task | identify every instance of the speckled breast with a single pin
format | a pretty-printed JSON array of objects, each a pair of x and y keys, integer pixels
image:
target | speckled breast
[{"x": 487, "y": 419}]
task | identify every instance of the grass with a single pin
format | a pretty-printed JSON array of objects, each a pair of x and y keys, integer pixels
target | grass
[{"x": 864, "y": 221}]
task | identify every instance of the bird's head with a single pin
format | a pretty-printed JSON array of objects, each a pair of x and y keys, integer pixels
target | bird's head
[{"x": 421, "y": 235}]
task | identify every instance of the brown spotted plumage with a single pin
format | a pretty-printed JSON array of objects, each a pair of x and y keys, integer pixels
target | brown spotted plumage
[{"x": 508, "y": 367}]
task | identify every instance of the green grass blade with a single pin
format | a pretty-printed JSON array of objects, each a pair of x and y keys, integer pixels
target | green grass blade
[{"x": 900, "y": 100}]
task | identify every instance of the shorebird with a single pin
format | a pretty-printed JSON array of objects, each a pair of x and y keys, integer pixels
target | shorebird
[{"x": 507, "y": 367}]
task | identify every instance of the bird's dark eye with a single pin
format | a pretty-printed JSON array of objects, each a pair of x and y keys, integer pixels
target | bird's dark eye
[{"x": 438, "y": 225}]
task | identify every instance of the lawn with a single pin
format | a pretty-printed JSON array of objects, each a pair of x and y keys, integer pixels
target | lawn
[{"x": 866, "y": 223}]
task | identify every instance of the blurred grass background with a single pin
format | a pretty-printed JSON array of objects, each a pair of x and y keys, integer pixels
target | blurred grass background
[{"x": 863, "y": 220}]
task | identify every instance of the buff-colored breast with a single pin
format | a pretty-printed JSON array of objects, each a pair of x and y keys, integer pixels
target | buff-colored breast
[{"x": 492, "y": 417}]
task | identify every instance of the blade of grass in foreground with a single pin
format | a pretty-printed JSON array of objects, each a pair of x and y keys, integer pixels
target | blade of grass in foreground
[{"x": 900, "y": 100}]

* TASK TO COMPLETE: Could you write out all of the data again, exactly as given?

* SOLUTION FOR THIS EXERCISE:
task | identify every instance of the speckled breast with a single pin
format | a pretty-printed JSON array of objects, each a pair of x and y keys, integer pixels
image:
target | speckled breast
[{"x": 487, "y": 419}]
task | identify every instance of the grass with a single pin
format | a pretty-printed JSON array of objects, each a pair of x and y keys, integer pixels
target | grass
[{"x": 864, "y": 221}]
task | identify every instance of the bird's head with a single pin
format | a pretty-printed JSON array of objects, each a pair of x and y keys, integer pixels
target | bird's head
[{"x": 421, "y": 235}]
task | identify every instance of the brown spotted plumage with a single pin
format | a pretty-printed JSON array of objects, each a pair of x and y keys, integer pixels
target | brown spotted plumage
[{"x": 508, "y": 367}]
task | identify every instance of the green grass blade with a single pin
format | a pretty-printed JSON array of objects, each a pair of x and y keys, integer pixels
target | green grass blade
[{"x": 900, "y": 100}]
task | identify every instance of the shorebird with a single pin
format | a pretty-printed JSON array of objects, each a pair of x and y keys, integer pixels
target | shorebird
[{"x": 507, "y": 367}]
task | identify every instance of the bird's dark eye with a single pin
format | a pretty-printed JSON array of objects, each a pair of x and y keys, integer pixels
target | bird's dark eye
[{"x": 438, "y": 225}]
task | identify every instance of the lawn with a single pin
format | a pretty-printed JSON array of objects, each a pair of x and y keys, integer pixels
target | lawn
[{"x": 866, "y": 223}]
task | identify every instance of the blurred grass background with a single pin
format | a pretty-printed JSON array of objects, each a pair of x and y keys, integer pixels
target | blurred grass background
[{"x": 863, "y": 220}]
task | identify every instance of the buff-colored breast with a single pin
format | a pretty-printed JSON array of objects, each a pair of x and y keys, integer pixels
target | buff-colored breast
[{"x": 492, "y": 417}]
task | identify every instance of the blade of grass in foreground with a single pin
format | a pretty-printed JSON array of objects, each a pair of x and y keys, integer pixels
target | blade of grass in foreground
[{"x": 900, "y": 100}]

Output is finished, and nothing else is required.